#### [Given exercise 1]
Please filter the listing below, copying each line that contains the word "interior".

#### [Text passage]

▼▼▼

January 04, 2013
On Friday, 4 January 2013 at 16:47:38 UTC, Jonathan M Davis wrote:
> On Friday, January 04, 2013 13:12:52 js.mdnq wrote:
>> can you show an example of such a bug? I assume you mean that a
>> "struct literal" ends up being a local object and a ref to it can
>> easily become invalid?(in your example this is not possible
>> inside main). But your example basically contradicts what you say.
>> 
>> There is no semantic difference between
>> 
>> S s = S(2); foo(s)
>> 
>> and
>> 
>> foo(S(2));
>
> There's a _huge_ difference between those two. In the first case, you have a
> variable which exists beyond the end of the function call. In the second, you
> have temporary which is destroyed as soon as the statement has completed.

Nope, sorry, it's not. That is only a compiler optimization. Just because the compiler decides to do something to make them different does not mean they are. The compiler could easily just make S(2) null for no obvious reason because it wants to.

But if the compiler decides to make a different because of some reason(such as optimization then it also can decide to not do so.

For example, tell me why the compiler can't just expand

   foo(S(2));

to

   S ___s = S(2);
   foo(___s)

where ___s is hidden?

▲▲▲

#### [Given exercise 2]
Write out the post word for word from "Nope, sorry, it's" to "where ___s is hidden?".

Raw records:
▼▼▼

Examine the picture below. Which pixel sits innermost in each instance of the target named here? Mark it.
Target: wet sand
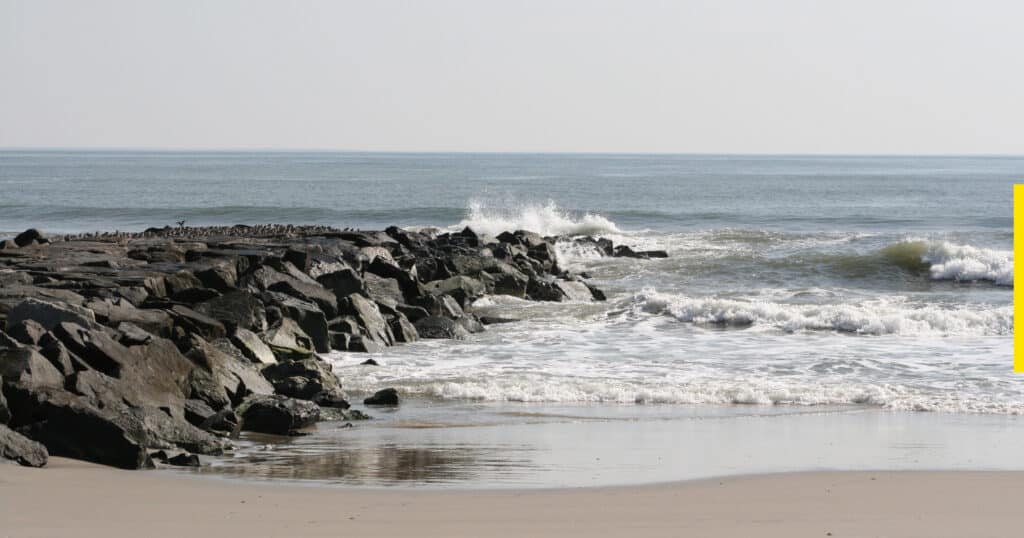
(74, 498)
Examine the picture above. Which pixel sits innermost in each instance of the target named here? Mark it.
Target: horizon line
(112, 149)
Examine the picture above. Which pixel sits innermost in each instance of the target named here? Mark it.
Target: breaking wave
(876, 317)
(546, 219)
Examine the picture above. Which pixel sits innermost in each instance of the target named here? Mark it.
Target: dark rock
(368, 315)
(302, 379)
(97, 348)
(27, 331)
(181, 282)
(360, 343)
(195, 295)
(114, 313)
(443, 305)
(387, 397)
(402, 330)
(413, 314)
(252, 347)
(437, 327)
(471, 324)
(236, 309)
(307, 315)
(58, 356)
(279, 415)
(20, 449)
(198, 412)
(463, 289)
(383, 290)
(195, 323)
(333, 400)
(495, 320)
(31, 236)
(29, 369)
(220, 277)
(223, 422)
(222, 376)
(184, 460)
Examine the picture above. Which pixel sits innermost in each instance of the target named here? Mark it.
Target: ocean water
(793, 282)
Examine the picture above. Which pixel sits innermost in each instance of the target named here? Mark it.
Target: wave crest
(877, 317)
(546, 219)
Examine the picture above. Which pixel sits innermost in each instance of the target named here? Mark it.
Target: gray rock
(307, 315)
(342, 283)
(463, 289)
(27, 331)
(28, 368)
(48, 315)
(437, 327)
(252, 347)
(288, 340)
(195, 323)
(16, 447)
(369, 317)
(237, 309)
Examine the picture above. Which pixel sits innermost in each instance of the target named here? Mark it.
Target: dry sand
(71, 498)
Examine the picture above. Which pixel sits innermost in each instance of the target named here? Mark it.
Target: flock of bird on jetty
(131, 349)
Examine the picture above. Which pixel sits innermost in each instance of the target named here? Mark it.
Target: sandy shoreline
(81, 499)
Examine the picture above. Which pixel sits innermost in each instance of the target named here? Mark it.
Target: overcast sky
(861, 76)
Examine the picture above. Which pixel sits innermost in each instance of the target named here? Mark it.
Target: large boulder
(288, 340)
(236, 309)
(95, 347)
(27, 331)
(369, 316)
(342, 282)
(307, 379)
(386, 397)
(48, 314)
(221, 377)
(437, 327)
(114, 313)
(383, 290)
(4, 411)
(20, 449)
(26, 367)
(30, 237)
(307, 315)
(463, 289)
(278, 414)
(193, 322)
(252, 347)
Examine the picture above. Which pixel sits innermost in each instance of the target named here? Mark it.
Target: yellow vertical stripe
(1018, 299)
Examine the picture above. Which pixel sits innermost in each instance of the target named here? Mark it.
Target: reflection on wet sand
(368, 465)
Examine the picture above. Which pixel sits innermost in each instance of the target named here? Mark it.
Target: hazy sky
(760, 76)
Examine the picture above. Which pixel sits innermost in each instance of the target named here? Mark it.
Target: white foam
(963, 262)
(877, 317)
(546, 219)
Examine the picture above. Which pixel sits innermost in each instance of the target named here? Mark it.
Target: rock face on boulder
(387, 397)
(118, 345)
(16, 447)
(437, 327)
(279, 415)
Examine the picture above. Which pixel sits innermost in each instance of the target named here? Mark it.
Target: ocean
(794, 284)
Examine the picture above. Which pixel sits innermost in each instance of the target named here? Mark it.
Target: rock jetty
(121, 348)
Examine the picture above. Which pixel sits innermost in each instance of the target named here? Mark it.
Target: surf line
(1018, 273)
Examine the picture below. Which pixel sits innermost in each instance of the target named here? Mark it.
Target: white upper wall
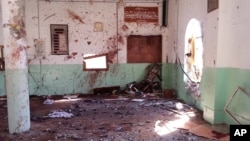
(233, 41)
(82, 38)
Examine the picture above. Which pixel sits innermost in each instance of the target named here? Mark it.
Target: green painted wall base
(217, 85)
(18, 100)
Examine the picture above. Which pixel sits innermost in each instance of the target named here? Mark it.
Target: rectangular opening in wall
(144, 49)
(59, 39)
(95, 62)
(2, 64)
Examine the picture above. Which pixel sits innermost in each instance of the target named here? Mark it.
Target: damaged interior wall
(63, 74)
(225, 56)
(224, 37)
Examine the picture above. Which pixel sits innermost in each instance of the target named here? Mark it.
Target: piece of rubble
(48, 101)
(58, 114)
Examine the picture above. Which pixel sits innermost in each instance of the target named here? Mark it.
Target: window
(212, 5)
(95, 62)
(59, 39)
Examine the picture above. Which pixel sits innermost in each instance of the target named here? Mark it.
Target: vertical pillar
(16, 68)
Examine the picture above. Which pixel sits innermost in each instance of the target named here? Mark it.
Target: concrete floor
(112, 118)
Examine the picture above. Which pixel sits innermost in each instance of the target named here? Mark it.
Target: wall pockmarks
(73, 54)
(92, 77)
(120, 39)
(16, 53)
(49, 16)
(74, 16)
(17, 25)
(125, 27)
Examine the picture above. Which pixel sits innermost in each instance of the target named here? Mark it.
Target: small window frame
(59, 39)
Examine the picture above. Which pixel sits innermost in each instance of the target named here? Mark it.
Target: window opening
(193, 57)
(59, 39)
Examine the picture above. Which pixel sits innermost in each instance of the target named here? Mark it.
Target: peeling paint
(49, 16)
(92, 77)
(125, 27)
(73, 54)
(74, 16)
(120, 39)
(16, 54)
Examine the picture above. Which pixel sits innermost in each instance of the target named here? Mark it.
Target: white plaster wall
(210, 38)
(126, 29)
(233, 37)
(41, 13)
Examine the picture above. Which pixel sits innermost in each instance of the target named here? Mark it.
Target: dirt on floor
(110, 118)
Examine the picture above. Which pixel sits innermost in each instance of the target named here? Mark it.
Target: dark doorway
(144, 49)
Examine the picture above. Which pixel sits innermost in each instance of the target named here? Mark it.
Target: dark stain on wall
(16, 54)
(74, 16)
(73, 54)
(92, 77)
(125, 27)
(111, 45)
(49, 16)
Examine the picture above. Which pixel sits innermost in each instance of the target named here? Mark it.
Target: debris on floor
(111, 118)
(48, 101)
(59, 114)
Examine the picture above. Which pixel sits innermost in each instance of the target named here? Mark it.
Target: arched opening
(193, 57)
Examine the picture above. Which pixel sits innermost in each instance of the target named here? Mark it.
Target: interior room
(123, 69)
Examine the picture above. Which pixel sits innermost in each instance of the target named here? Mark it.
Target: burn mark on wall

▲▲▲

#### [Written answer 1]
Target: damaged interior wall
Target: interior room

#### [Written answer 2]
Nope, sorry, it's not. That is only a compiler optimization. Just because the compiler decides to do something to make them different does not mean they are. The compiler could easily just make S(2) null for no obvious reason because it wants to.

But if the compiler decides to make a different because of some reason(such as optimization then it also can decide to not do so.

For example, tell me why the compiler can't just expand

   foo(S(2));

to

   S ___s = S(2);
   foo(___s)

where ___s is hidden?